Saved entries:
★ ★ ★

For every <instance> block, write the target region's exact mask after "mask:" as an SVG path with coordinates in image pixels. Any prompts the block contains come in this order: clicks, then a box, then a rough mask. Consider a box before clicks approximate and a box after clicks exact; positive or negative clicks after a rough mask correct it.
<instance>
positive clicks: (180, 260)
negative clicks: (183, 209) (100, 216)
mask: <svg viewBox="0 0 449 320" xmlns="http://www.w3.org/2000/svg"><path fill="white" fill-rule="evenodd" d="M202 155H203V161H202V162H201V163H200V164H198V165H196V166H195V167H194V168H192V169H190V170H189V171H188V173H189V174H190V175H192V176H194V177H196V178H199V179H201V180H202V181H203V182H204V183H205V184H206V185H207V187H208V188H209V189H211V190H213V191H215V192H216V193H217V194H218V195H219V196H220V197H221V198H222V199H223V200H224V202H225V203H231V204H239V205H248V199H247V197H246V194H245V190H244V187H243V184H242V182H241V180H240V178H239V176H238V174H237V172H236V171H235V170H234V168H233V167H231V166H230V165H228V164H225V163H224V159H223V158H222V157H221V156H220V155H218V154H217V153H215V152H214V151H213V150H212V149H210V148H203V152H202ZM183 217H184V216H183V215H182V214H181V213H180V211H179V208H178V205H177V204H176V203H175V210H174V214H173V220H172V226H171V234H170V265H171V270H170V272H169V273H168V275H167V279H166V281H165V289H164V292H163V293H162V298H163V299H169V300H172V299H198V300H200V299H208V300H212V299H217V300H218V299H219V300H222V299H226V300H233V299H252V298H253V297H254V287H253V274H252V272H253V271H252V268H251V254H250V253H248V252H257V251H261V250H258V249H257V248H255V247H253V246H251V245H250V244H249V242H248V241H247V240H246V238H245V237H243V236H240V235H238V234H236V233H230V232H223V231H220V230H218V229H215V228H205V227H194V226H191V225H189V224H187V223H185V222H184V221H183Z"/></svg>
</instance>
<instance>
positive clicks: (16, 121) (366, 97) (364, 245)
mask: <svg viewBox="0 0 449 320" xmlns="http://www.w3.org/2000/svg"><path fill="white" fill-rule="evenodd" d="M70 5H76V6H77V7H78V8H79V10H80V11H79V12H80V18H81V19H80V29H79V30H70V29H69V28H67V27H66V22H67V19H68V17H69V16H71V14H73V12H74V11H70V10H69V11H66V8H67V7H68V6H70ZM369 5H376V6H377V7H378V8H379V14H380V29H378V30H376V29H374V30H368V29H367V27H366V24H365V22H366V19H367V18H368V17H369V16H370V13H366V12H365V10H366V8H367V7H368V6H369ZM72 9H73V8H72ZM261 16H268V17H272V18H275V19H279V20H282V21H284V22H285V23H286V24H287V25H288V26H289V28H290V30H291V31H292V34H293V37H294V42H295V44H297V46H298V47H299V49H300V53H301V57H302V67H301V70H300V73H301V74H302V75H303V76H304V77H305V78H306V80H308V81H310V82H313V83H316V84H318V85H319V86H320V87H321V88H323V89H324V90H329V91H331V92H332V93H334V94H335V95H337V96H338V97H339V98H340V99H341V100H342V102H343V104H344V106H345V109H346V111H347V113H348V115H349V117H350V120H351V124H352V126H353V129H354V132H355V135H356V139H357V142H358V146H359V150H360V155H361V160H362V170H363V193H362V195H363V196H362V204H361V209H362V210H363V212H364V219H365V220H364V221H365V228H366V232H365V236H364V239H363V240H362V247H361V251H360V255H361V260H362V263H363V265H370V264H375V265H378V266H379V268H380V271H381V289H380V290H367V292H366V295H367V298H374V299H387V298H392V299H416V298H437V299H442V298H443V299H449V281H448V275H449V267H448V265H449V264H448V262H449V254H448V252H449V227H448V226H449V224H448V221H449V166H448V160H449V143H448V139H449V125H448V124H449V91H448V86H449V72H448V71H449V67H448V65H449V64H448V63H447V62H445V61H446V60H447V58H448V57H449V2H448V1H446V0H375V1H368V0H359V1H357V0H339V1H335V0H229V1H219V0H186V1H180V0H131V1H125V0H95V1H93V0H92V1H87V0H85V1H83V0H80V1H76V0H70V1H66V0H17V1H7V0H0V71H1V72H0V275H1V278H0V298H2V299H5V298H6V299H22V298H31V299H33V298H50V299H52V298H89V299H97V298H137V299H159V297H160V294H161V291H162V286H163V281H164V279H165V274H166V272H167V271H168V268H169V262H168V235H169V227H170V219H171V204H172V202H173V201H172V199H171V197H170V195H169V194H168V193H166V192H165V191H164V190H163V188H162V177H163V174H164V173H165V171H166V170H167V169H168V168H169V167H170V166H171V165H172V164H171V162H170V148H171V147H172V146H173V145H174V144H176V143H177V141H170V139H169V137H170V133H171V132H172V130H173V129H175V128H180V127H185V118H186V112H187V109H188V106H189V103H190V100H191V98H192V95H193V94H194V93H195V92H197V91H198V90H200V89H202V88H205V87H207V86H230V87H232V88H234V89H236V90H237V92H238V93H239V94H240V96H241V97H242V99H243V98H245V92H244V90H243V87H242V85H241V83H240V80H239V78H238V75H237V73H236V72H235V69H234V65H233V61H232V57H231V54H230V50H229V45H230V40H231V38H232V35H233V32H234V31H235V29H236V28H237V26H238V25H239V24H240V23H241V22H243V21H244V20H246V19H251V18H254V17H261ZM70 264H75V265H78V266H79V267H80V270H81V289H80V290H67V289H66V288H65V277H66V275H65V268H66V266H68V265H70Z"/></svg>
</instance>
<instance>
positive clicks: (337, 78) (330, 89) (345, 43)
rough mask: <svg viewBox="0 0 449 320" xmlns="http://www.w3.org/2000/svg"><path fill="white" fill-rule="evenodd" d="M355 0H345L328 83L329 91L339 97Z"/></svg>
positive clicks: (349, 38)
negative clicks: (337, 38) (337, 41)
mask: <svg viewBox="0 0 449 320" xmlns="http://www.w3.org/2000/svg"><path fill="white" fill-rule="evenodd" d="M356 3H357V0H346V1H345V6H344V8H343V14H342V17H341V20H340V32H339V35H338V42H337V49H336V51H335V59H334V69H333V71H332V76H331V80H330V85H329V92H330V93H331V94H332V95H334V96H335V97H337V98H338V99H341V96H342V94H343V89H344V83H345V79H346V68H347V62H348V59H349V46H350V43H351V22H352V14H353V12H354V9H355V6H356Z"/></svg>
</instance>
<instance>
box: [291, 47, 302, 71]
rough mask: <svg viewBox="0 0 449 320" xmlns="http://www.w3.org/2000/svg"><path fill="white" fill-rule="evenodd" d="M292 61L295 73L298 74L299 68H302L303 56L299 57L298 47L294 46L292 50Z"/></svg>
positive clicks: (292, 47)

★ ★ ★

→ Exercise:
Reproduce verbatim the lines from the start of the saved entries through the line containing "negative clicks: (183, 209) (100, 216)", including that line.

→ Written solution:
For every <instance> block, write the target region's exact mask after "mask:" as an SVG path with coordinates in image pixels. Any prompts the block contains come in this order: clicks, then a box, then a rough mask. Consider a box before clicks approximate and a box after clicks exact; positive or negative clicks after a rough mask correct it.
<instance>
positive clicks: (180, 260)
negative clicks: (183, 209) (100, 216)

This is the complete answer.